Monthly Archives: March 2014

First Step

I did it!

Let me take you on a little journey:
October 2011 – Baby born.
January 2012 – Mumma suffers terrible postpartum depression/bipolar disorder breakdown.  Winds up in psych ward for 3 weeks.
February 2012 – Loses job.  Starts smoking.
March – April – May – June – July – August – September – October – November – December – January – February – March – April – May – June – July – August – September – October – November – December – January – February – Recovers.

March 29, 2014 – Takes a walk.

I have done no physical activity for 2 full years.  I have gained more than 40 pounds.  44.8 to be exact.  I hate the weight.  I have tried to love it.  I have tried to accept it.  I have tried to see beyond it.

I can’t.

Scene 1:   Wakes up.  Another morning of determination.  This time is different.  She puts it in her head that no matter what the circumstances, she has to exit the front door ASAP.  Scrambles to find a sweater, long johns , pants.  Grabs clothes and socks and tip-toes down the stairs to avoid waking up The Ultimate Distractions.  Sorts through shoes and digs out squashed tennis shoes from bottom of pile.  Dresses in kitchen near exit door.  Creeps out of house.  Breathes deeply.  Starts walking..

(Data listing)
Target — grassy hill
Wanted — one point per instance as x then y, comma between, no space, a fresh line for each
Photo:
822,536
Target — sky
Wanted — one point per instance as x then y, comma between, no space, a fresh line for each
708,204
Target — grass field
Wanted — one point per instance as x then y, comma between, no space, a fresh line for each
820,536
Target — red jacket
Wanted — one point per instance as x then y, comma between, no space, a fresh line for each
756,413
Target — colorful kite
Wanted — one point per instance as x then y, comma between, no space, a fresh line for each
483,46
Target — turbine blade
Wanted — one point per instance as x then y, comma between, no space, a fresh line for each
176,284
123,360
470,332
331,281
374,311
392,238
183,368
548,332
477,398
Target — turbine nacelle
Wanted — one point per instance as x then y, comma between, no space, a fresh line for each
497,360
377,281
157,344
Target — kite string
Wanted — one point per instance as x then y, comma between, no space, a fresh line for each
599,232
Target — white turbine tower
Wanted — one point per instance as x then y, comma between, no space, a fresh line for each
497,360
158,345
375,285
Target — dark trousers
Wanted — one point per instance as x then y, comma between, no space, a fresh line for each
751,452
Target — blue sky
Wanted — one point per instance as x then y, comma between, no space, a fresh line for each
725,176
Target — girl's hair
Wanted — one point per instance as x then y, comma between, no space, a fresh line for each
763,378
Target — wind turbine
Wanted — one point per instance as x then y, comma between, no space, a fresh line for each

---

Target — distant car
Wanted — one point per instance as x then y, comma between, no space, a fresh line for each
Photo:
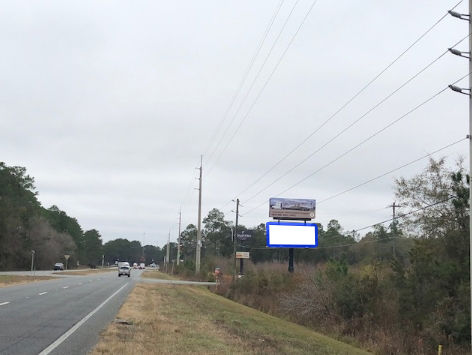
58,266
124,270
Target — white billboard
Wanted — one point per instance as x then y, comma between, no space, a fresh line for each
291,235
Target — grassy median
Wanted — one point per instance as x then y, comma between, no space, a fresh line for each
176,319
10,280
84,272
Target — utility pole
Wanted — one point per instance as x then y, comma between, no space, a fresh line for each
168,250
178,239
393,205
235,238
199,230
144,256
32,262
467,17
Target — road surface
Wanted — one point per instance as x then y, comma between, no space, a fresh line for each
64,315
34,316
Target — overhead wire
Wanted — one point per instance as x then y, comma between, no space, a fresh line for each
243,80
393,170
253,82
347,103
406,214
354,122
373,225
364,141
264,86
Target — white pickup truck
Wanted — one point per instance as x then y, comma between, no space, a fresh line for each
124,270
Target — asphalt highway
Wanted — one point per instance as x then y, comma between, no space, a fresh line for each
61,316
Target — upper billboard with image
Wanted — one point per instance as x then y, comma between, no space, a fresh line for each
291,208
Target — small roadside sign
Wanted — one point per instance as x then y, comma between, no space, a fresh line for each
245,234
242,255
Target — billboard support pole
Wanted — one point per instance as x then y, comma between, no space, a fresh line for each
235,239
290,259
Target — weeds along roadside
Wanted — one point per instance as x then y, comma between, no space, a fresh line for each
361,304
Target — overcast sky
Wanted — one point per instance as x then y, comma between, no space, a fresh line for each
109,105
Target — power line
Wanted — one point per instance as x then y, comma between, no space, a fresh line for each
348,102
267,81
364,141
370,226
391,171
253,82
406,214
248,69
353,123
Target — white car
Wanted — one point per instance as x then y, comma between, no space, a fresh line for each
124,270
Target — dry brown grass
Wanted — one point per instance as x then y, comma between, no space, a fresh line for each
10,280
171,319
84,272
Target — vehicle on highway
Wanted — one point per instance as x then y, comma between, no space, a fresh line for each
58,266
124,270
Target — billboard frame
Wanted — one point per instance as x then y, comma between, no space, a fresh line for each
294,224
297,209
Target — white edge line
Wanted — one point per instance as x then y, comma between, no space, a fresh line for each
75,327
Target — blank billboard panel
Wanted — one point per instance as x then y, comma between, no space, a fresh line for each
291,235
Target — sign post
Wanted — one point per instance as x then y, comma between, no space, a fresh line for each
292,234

STATED PROBLEM A:
Answer these questions from the blog post:
(i) In what month and year was the baby born?
(ii) Exactly how many pounds does the writer say were gained?
(iii) Where does she get dressed before leaving the house?
STATED PROBLEM B:
In the blog post, the writer lists what she has tried to do about the weight. Name each one.
The records are separate material, unrelated to the blog post.

OUTPUT A:
(i) October 2011
(ii) 44.8 pounds
(iii) In the kitchen near the exit door

OUTPUT B:
- Love it
- Accept it
- See beyond it